- DOCUMENT SECTION
━━━━━━━━
The Association of British Insurers (ABI) has responded to the November 2008 report of the Rights Issue Review Group (RIRG) by publishing new guidance on directors' power to allot share capital and disapply shareholders' pre-emption rights.
The RIRG was set up by the Chancellor of the Exchequer in summer 2008 to examine and report on measures which could be taken to make equity raising more efficient and orderly. The RIRG recommended, amongst other things, that the ceiling on allotment headroom that shareholders should normally be invited to approve be increased from one third to two thirds of an issuer's share capital.
Under its new guidance, the ABI will continue to regard as routine a proposed resolution for authority to allot shares representing up to one third of the existing issued share capital. In addition, the ABI will regard as routine a proposed resolution for authority to allot a further one third, provided that the additional authority is only used for fully pre-emptive rights issues and the authority expires after one year.
If the additional authority is used and the monetary proceeds of the offer exceed one third of the pre-issue market capitalisation of the company, the ABI will expect the entire board of directors to stand for re-election at the next AGM. However, it is not entirely clear how the guidance on this particular point is intended to apply in all circumstances. Companies will therefore need to consult with their advisers as market practice develops and/or clarification is provided by the ABI.
━━━━━━━━
(Outline labeling records)

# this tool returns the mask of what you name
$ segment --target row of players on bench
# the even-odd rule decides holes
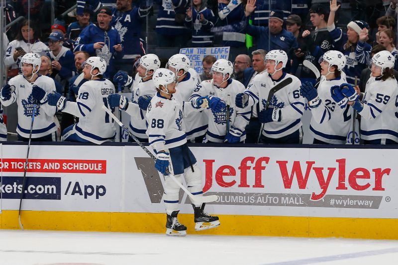
[[[148,54],[140,59],[134,80],[123,72],[114,77],[118,84],[131,88],[129,101],[114,93],[112,83],[102,78],[106,68],[105,61],[90,57],[82,74],[89,81],[80,87],[75,102],[54,92],[54,83],[50,79],[37,75],[40,57],[30,53],[22,58],[22,75],[11,79],[2,88],[0,99],[5,106],[18,102],[17,132],[22,140],[29,137],[33,115],[36,118],[31,138],[52,139],[50,135],[56,130],[54,115],[63,111],[80,119],[64,130],[62,140],[98,144],[113,141],[115,128],[101,109],[104,104],[118,107],[130,114],[131,132],[140,141],[149,139],[151,145],[186,137],[197,142],[240,143],[249,133],[252,138],[255,135],[254,141],[262,143],[298,144],[302,136],[301,118],[305,98],[312,113],[310,132],[314,143],[345,143],[351,122],[350,105],[362,117],[361,134],[365,144],[398,142],[398,122],[394,121],[398,86],[392,70],[394,57],[389,52],[383,51],[373,57],[371,77],[363,94],[346,83],[342,71],[346,58],[340,52],[331,50],[323,55],[317,89],[311,83],[301,84],[295,76],[285,73],[288,60],[284,51],[270,51],[265,58],[266,69],[255,75],[246,88],[230,78],[233,67],[226,60],[214,63],[213,78],[200,83],[185,55],[171,57],[166,69],[159,68],[156,55]],[[152,99],[155,94],[157,96]],[[173,96],[169,96],[171,94]],[[36,105],[32,104],[33,99],[39,102],[37,108],[32,107]],[[167,100],[174,100],[177,106],[182,104],[183,113],[165,109],[156,111],[162,115],[152,116],[151,109],[162,109]],[[176,108],[179,109],[175,107],[173,111]],[[175,129],[186,133],[176,137]],[[258,134],[260,130],[259,139],[255,139],[256,131]]]

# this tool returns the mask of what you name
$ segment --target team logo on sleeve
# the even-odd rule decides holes
[[[261,103],[263,104],[263,108],[265,108],[265,106],[267,105],[267,99],[263,99],[261,100]],[[272,97],[270,99],[270,104],[269,104],[269,107],[274,107],[274,108],[282,108],[285,106],[285,102],[278,102],[278,98],[275,95],[272,96]],[[272,106],[271,107],[271,106]]]
[[[37,117],[40,114],[39,106],[36,103],[33,103],[33,97],[32,96],[31,94],[29,95],[27,100],[22,99],[21,100],[22,105],[23,107],[23,115],[26,117],[32,117],[34,107],[36,107],[34,111],[34,116]]]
━━━━━━━━
- WHAT TO DO
Pick up the piece on the ABI's guidance on allotting share capital after its final sentence and carry it forward.

- RESULT
For companies wishing to raise equity capital through the allotment of shares representing between one third and two thirds of their existing issued share capital, then provided they pass the relevant resolutions at their AGM, the effect of the new guidance will be to reduce the rights issue period by obviating the need for a shareholders' meeting.
The ABI's guidance is intended to assist companies in meeting the expectations of institutional investors. It is aimed predominantly at those companies whose primary listing is on the main market of the London Stock Exchange but may be relevant for companies on other public markets.
View the ABI guidance (4 page pdf).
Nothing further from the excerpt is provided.